OBJECTIVE A
Say whether each statement below agrees with the article on Miami International Airport workers, giving yes or no with the deciding words of the article quoted exactly: (i) the airport generates $31 billion a year; (ii) James McKnight works for Eulen America; (iii) Eulen America employs more than 2,000 workers at the airport.

PAGE EXCERPT
══════════════════════════════
MIAMI (CBSMiami) – Every year more than 45 million people pass through Miami International Airport.

No other entity in the State of Florida produces more revenue than MIA – not even Disney World can touch the $31 billion the airport generates a year.

But many airport workers do not share in that wealth. Just beyond those newly remodeled steel and glass terminals, thousands of workers toil in extreme conditions.

Many employees struggle to survive in low wage jobs.

“I have co-workers who are on public assistance,” said James McKnight, who works for Envoy, a subsidiary of American Airlines. “Then the more I started talking to people sure enough I found out I do have co-workers who sleep in their cars in the employee parking lot and I’m like how is that possible.”

With a starting pay of $9.48 an hour – and hours often limited to 30 or less per week – it is not unusual for Envoy employees to make as little as $15,000 to $18,000 a year.

After two decades with the company, McKnight earns $43,000 a year. He lives frugally. Takes public transportation. But he doesn’t complain. He says he is better off than most.

“We do have an underground food pantry bank,” he explained. “So, if somebody is short, somebody will bring canned goods in, I’ve brought canned goods in, I’ve brought spaghetti and stuff like that for co-workers myself.”

In a written response, Envoy said it continues to try and negotiate a new contract with its workers:

“Envoy recognizes the hard work performed by its Customer Service Agents and has negotiated meaningful compensation, benefit and job security enhancements at the bargaining table with its Agents, and will continue to negotiate in good faith until a final agreement is reached.”

The issues with Envoy are part of a larger problem in South Florida, where the economy is rooted in low-wage, service sector jobs.

PART ONE OF THIS SPECIAL CAN BE SEEN BELOW.

 

A CBS Miami investigation turned up other issues at MIA involving one particular company that employs more than 2,000 workers at the airport. That company – Eulen America.

Interviewing current and former workers, as well as culling through court documents and labor department records, reveal disturbing allegations of mistreatment and intimidation along with what some workers claim is a climate of fear that prevents them from speaking out.

“People have a notion of the airport that it’s the best, it’s where they pay more,” one Eulen worker told CBS Miami. “And in reality, it’s a pure lie. Because they treat workers worse than – I don’t even have words to say how they treat the workers. Horrible.”

Many of the Eulen employees are recent immigrants who do not speak English.

“A lot of the people are new to this country and they don’t know the laws or their rights, and then management takes advantage of that,” the worker claimed.
══════════════════════════════
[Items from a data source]
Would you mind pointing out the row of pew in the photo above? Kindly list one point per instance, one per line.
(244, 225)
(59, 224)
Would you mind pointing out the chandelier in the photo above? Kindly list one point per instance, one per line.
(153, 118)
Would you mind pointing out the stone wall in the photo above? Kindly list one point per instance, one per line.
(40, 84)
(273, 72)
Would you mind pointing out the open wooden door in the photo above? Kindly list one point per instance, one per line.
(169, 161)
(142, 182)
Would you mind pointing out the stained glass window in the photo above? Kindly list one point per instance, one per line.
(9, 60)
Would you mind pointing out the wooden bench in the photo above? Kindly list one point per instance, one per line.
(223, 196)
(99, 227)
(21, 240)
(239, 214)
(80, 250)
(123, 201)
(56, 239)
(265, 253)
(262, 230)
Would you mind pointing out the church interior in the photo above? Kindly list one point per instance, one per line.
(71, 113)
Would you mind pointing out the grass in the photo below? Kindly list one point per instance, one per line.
══════════════════════════════
OBJECTIVE B
Repeat the lines of the records starting at the line that contains "Would you mind pointing out the church" and ending at the last line of the records, with both included.

TASK ANSWER A
(i) Yes: "not even Disney World can touch the $31 billion the airport generates a year"
(ii) No: "said James McKnight, who works for Envoy, a subsidiary of American Airlines"
(iii) Yes: "one particular company that employs more than 2,000 workers at the airport"

TASK ANSWER B
Would you mind pointing out the church interior in the photo above? Kindly list one point per instance, one per line.
(71, 113)
Would you mind pointing out the grass in the photo below? Kindly list one point per instance, one per line.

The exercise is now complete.